Votre objectif: Pourriez-vous poursuivre l'article sur le pari du développement durable chez Liberté, en reprenant après sa dernière phrase ?

Article:
Que faire ? Mettre à pied des employés ? Rogner sur la qualité des produits ? Lancer une offensive marketing ?
Non. Pour rebrasser Liberté, Martin Valiquette choisit le développement durable.
Là où plusieurs voient une dépense, le jeune dirigeant – il a 33 ans à l’époque – voit une façon d’améliorer la productivité de ses deux usines, l’une à Brossard et l’autre à Saint-Hyacinthe. Sept ans plus tard, il parle de cet épisode avec la même passion. « Il n’était pas question de mettre de la gélatine dans le yogourt et encore moins de sabrer le personnel », dit ce diplômé de
HEC Montréal, embauché chez Liberté comme représentant descomptes majeurs au tournant des années 2000.
Pari gagné. Pineridge Foods a revendu Liberté au géant français Yoplait en décembre 2010. Le numéro deux mondial des produits laitiers frais hérite d’une entreprise dont les ventes ont grimpé de 13 % par an depuis 2004 et ont atteint 175 millions de dollars en 2009. Liberté a pris de l’expansion aux États-Unis et a accru sa rentabilité.
Comment ? En optimisant son circuit de distribution, notamment grâce à un logiciel commercialisé par UPS, Roadnet, et en formant ses chauffeurs à l’écoconduite, Liberté a diminué ses coûts de transport de 150 000 dollars. L’entreprise a aussi réduit le coût annuel de ses emballages de plus de 400 000 dollars en modifiant la conception des boîtes contenant ses pots de yogourt, ce qui lui permet d’utiliser moins de carton. Dans l’usine, un système d’échangeur d’air lui permet d’utiliser l’air extérieur pour refroidir les produits en hiver, tandis que l’air chaud dégagé par les compresseurs permet de chauffer les bureaux du siège social.
Dès la première année, les réductions de coûts engendrées par les pratiques de développement durable ont couvert
ces investissements. L’histoire de Liberté est maintenant enseignée dans les cours de gestion de l’alma mater de Martin
Valiquette, HEC Montréal. « Pour nous, le développement durable est une fonction de l’entreprise, comme la gestion des ressources humaines, le marketing ou les finances. Je ne prends pas les décisions les plus payantes en premier, mais celles
qui sont à la fois payantes et liées à l’environnement », dit Martin Valiquette.

Données fournies:
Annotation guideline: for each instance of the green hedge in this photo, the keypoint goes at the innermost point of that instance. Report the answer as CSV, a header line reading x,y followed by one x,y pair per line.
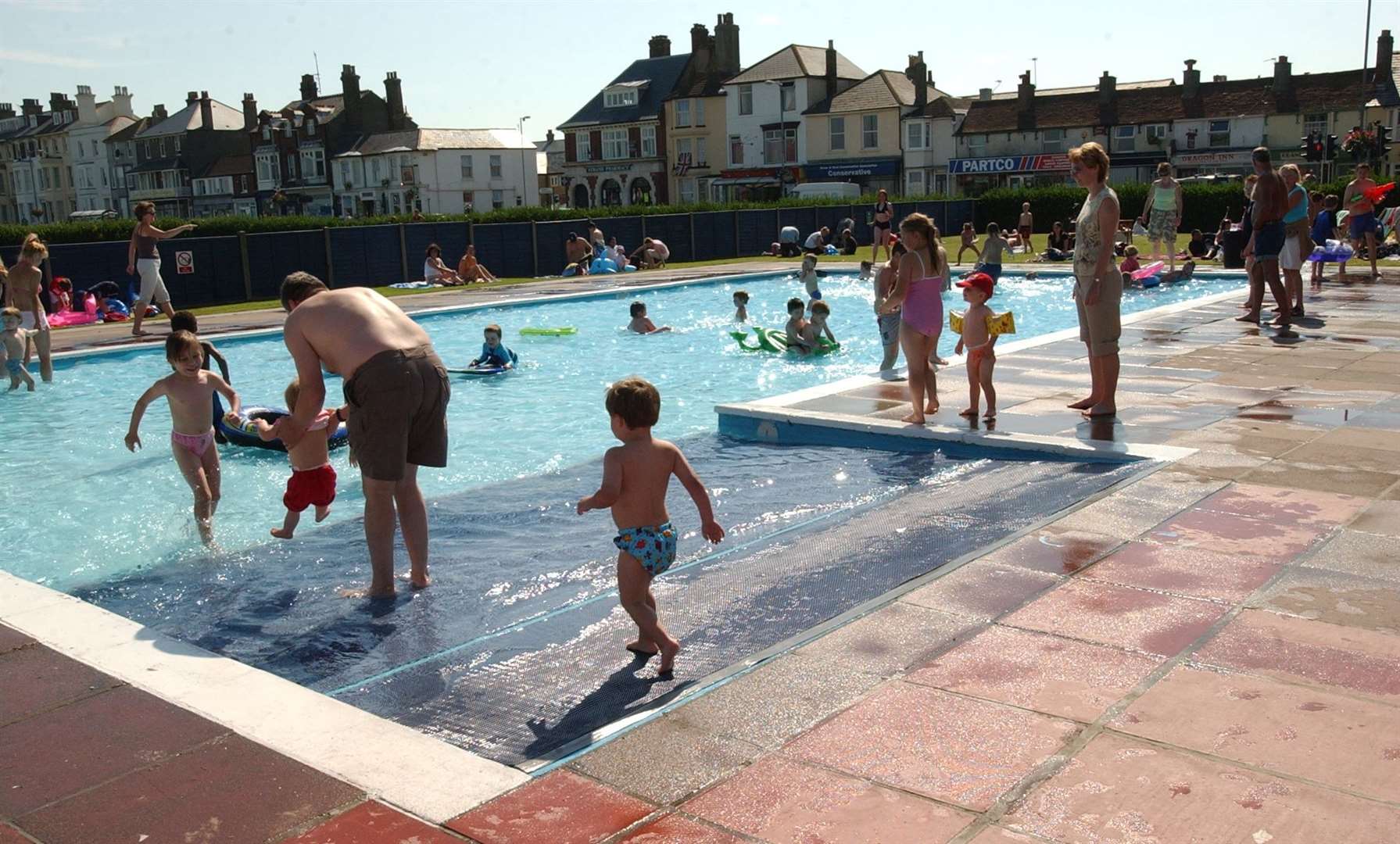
x,y
1205,205
120,230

Réponse proposée:
L’exemple Cascades
Plusieurs entrepreneurs vous diront que le développement durable n’est que de la saine gestion. Cascades, par exemple,
est une des entreprises de son secteur qui a le mieux traversé la dernière récession. Sa diversification dans le papier et
dans le carton d’emballage l’a souvent sauvée, mais c’est sans compter toutes les économies qu’elle réalise grâce à ses initiatives « vertes ».
L’entreprise s’est fixé un plan de 18 objectifs qu’elle prévoit atteindre d’ici 2012. « Après l’utilisation de la fibre recyclée et les économies d’énergie, nous voulons réduire notre consommation d’eau », explique Hubert Bolduc, vice-président aux communications et aux affaires publiques de Cascades.
Déjà, Cascades consomme cinq fois moins d’eau que la moyenne de son industrie, grâce à un système en circuit fermé qui lui permet de recycler l’eau. Elle veut maintenant réduire encore le volume d’eau nécessaire à ses procédés de fabrication. Sa facture d’énergie baissera encore, puisque l’eau qu’elle utilise doit être chauffée.
Cependant, avant d’aller plus loin et de se demander « Peut-on faire mieux ? » Roger Gaudreault, directeur corporatif du Développement scientifique et Innovation de Cascades, s’est d’abord demandé « Faisons-nous bien ? » Obsédé par cette question, cet homme s’est enfermé pendant deux mois avec des chercheurs du Centre interuniversitaire de recherche sur le
cycle de vie des produits, procédés et services (CIRAIG) de l’École Polytechnique afin de réaliser une analyse du cycle de vie de l’eau pour l’usine de Kingsey Falls.
« Nous nous sommes rendu compte que les gains environnementaux liés à la réduction de notre consommation d’eau étaient supérieurs aux impacts potentiels liés à l’installation et à l’opération de l’équipement nécessaire à cette réduction »,
explique le scientifique.
IBM Bromont, qui fabrique des composantes informatiques, est une autre de ces entreprises qui a accru sa compétitivité grâce au développement durable. Sans les innovations réalisées dans cette usine, le géant aurait sans doute déménagé sa production en Asie il y a longtemps, de l’aveu même de son directeur des affaires environnementales, Yves Veilleux.
« Chaque fois que nous améliorons un procédé de fabrication en tenant compte du développement durable, c’est rentable, parce que nous utilisons moins de ressources, moins de temps et moins d’énergie pour fabriquer nos composantes tout en réduisant nos déchets », dit-il. Pour IBM Bromont, le développement durable est un processus d’amélioration continue, au même titre qu’une norme ISO ou qu’un programme Lean, explique le directeur.
Augmenter ses revenus ?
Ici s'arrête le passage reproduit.